> **Problem requirements**
Nothing in the entries may be altered; copy them all exactly.

Data extract section start

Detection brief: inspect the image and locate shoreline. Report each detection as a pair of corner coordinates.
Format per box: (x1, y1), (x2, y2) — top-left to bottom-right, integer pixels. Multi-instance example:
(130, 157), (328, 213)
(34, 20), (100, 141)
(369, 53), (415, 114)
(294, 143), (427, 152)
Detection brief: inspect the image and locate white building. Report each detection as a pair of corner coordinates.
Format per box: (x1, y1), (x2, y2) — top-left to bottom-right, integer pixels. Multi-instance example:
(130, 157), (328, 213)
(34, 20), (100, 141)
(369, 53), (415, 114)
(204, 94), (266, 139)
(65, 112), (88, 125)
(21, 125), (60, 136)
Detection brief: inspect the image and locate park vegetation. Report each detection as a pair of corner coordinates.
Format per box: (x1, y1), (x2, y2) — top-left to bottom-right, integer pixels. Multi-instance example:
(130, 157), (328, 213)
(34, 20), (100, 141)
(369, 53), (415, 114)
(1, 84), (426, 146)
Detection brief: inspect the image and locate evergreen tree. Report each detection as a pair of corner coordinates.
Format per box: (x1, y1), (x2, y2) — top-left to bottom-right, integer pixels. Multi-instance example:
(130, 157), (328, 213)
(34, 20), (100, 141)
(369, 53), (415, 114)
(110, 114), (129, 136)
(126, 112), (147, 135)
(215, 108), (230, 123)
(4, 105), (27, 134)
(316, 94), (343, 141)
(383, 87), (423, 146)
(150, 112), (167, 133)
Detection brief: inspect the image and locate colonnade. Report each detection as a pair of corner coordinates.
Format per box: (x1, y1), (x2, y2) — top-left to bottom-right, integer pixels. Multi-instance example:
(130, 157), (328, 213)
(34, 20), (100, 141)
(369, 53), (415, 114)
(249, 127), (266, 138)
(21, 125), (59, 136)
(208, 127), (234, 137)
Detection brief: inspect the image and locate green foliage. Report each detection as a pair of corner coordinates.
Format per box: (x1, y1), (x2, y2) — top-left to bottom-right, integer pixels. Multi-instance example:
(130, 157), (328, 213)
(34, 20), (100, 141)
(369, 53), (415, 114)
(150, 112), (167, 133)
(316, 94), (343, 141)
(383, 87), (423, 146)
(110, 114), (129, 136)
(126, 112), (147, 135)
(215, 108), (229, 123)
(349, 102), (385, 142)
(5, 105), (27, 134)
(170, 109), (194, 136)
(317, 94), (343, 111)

Data extract section end

> **Exercise output**
Detection brief: inspect the image and locate shoreline. Report each detection as a pair of corner coordinates.
Format per box: (x1, y1), (x2, y2) — top-left to bottom-right, integer pixels. Multi-instance example:
(130, 157), (328, 213)
(34, 20), (100, 141)
(369, 53), (415, 114)
(294, 143), (427, 152)
Detection brief: inspect the image and locate white building. Report each detection as a pair of corner coordinates.
Format per box: (x1, y1), (x2, y2) — top-left to bottom-right, integer pixels. Multi-instance example:
(130, 157), (328, 213)
(34, 20), (100, 141)
(369, 53), (415, 114)
(204, 94), (266, 139)
(65, 112), (88, 125)
(21, 125), (60, 136)
Detection brief: inspect the image and locate park vegetation. Report each detection as a pair of corner coordinates.
Format per box: (x1, y1), (x2, y2) — top-left to bottom-right, integer pixels. Multi-instance example:
(130, 157), (328, 213)
(34, 20), (100, 141)
(369, 53), (415, 114)
(1, 84), (426, 146)
Detection brief: inspect the image and locate evergreen tree. Report each detection as a pair of corner coordinates.
Format per box: (x1, y1), (x2, y2) — top-left to bottom-right, integer pixels. Multi-instance example:
(130, 157), (328, 213)
(34, 20), (100, 141)
(369, 53), (415, 114)
(110, 114), (129, 136)
(126, 112), (147, 135)
(215, 108), (230, 123)
(4, 105), (27, 134)
(316, 94), (343, 141)
(383, 87), (423, 146)
(150, 112), (167, 133)
Detection brief: inspect the image and locate colonnade. Report each detection as a pair of corner coordinates.
Format per box: (x1, y1), (x2, y2) — top-left to bottom-right, integer pixels. Multi-instance example:
(130, 157), (328, 213)
(34, 20), (100, 141)
(369, 53), (415, 114)
(249, 127), (266, 138)
(21, 125), (59, 136)
(208, 127), (234, 137)
Detection brief: inspect the image and locate green foliage. Report each detection as a pair of corner coordinates.
Format per box: (x1, y1), (x2, y2) — top-left to bottom-right, integer pixels. Multi-instance example:
(130, 157), (328, 213)
(34, 20), (100, 141)
(369, 53), (415, 114)
(150, 112), (167, 133)
(316, 94), (343, 141)
(383, 87), (423, 146)
(110, 114), (129, 136)
(126, 112), (147, 135)
(215, 108), (229, 123)
(349, 102), (385, 142)
(5, 105), (27, 134)
(170, 109), (194, 136)
(317, 94), (343, 111)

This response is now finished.